- EXERCISE DIRECTIONS
From the first line to the last, repeat the data below exactly.

:: INPUT MATERIAL ::

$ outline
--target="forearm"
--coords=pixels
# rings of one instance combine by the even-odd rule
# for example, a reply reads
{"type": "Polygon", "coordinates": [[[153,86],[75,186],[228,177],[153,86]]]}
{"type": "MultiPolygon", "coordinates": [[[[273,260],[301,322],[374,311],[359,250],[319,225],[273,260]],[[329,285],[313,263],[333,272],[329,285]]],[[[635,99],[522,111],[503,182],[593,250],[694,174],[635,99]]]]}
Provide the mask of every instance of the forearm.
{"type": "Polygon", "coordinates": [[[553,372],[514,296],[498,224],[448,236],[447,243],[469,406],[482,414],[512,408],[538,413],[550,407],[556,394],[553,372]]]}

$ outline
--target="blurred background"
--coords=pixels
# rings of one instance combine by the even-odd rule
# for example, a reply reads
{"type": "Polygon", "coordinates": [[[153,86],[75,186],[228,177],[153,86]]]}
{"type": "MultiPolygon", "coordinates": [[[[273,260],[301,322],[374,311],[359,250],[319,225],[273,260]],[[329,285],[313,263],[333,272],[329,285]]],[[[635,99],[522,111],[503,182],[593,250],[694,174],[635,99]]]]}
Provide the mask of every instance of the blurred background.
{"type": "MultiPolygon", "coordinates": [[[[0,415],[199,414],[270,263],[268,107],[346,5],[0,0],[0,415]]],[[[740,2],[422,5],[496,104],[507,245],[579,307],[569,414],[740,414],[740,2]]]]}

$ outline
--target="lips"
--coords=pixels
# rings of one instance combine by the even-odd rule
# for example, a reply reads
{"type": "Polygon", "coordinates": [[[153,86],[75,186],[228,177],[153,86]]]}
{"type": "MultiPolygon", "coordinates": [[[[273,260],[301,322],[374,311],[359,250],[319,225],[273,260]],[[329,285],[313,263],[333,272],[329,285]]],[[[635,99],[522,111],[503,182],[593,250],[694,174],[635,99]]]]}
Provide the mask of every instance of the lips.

:::

- THE ANSWER
$ outline
--target="forearm"
--coords=pixels
# rings of one instance combine by the even-odd rule
# for example, a reply reads
{"type": "Polygon", "coordinates": [[[153,86],[75,186],[228,177],[153,86]]]}
{"type": "MultiPolygon", "coordinates": [[[[273,260],[301,322],[374,311],[359,250],[319,225],[273,260]],[[329,285],[313,263],[333,272],[329,285]]],[[[635,99],[522,111],[503,182],[593,250],[694,174],[635,99]]]]}
Provide the mask of every instance of the forearm.
{"type": "Polygon", "coordinates": [[[553,372],[514,296],[498,224],[448,236],[447,243],[469,406],[482,414],[512,408],[538,413],[550,407],[556,394],[553,372]]]}

$ outline
--target="blurred background"
--coords=pixels
# rings of one instance combine by the even-odd rule
# for example, a reply reads
{"type": "Polygon", "coordinates": [[[153,86],[75,186],[228,177],[153,86]]]}
{"type": "MultiPolygon", "coordinates": [[[[273,260],[301,322],[374,311],[359,250],[319,225],[273,260]],[[329,285],[313,263],[333,272],[329,285]]],[[[635,99],[522,111],[503,182],[593,250],[694,174],[635,99]]]]}
Provide the mask of every instance of the blurred background.
{"type": "MultiPolygon", "coordinates": [[[[0,415],[199,414],[270,263],[268,107],[346,5],[0,0],[0,415]]],[[[740,2],[422,5],[496,104],[507,245],[579,307],[569,414],[740,414],[740,2]]]]}

$ outline
--target="lips"
--coords=pixels
# rings of one instance combine by the even-odd rule
# for example, a reply reads
{"type": "Polygon", "coordinates": [[[153,86],[75,186],[228,177],[153,86]]]}
{"type": "MultiPolygon", "coordinates": [[[[273,260],[301,322],[374,311],[359,250],[319,225],[273,260]],[[329,285],[313,263],[333,272],[329,285]]],[[[635,99],[522,111],[503,182],[593,250],[694,174],[635,99]]]]}
Provide the mask of every instance of the lips.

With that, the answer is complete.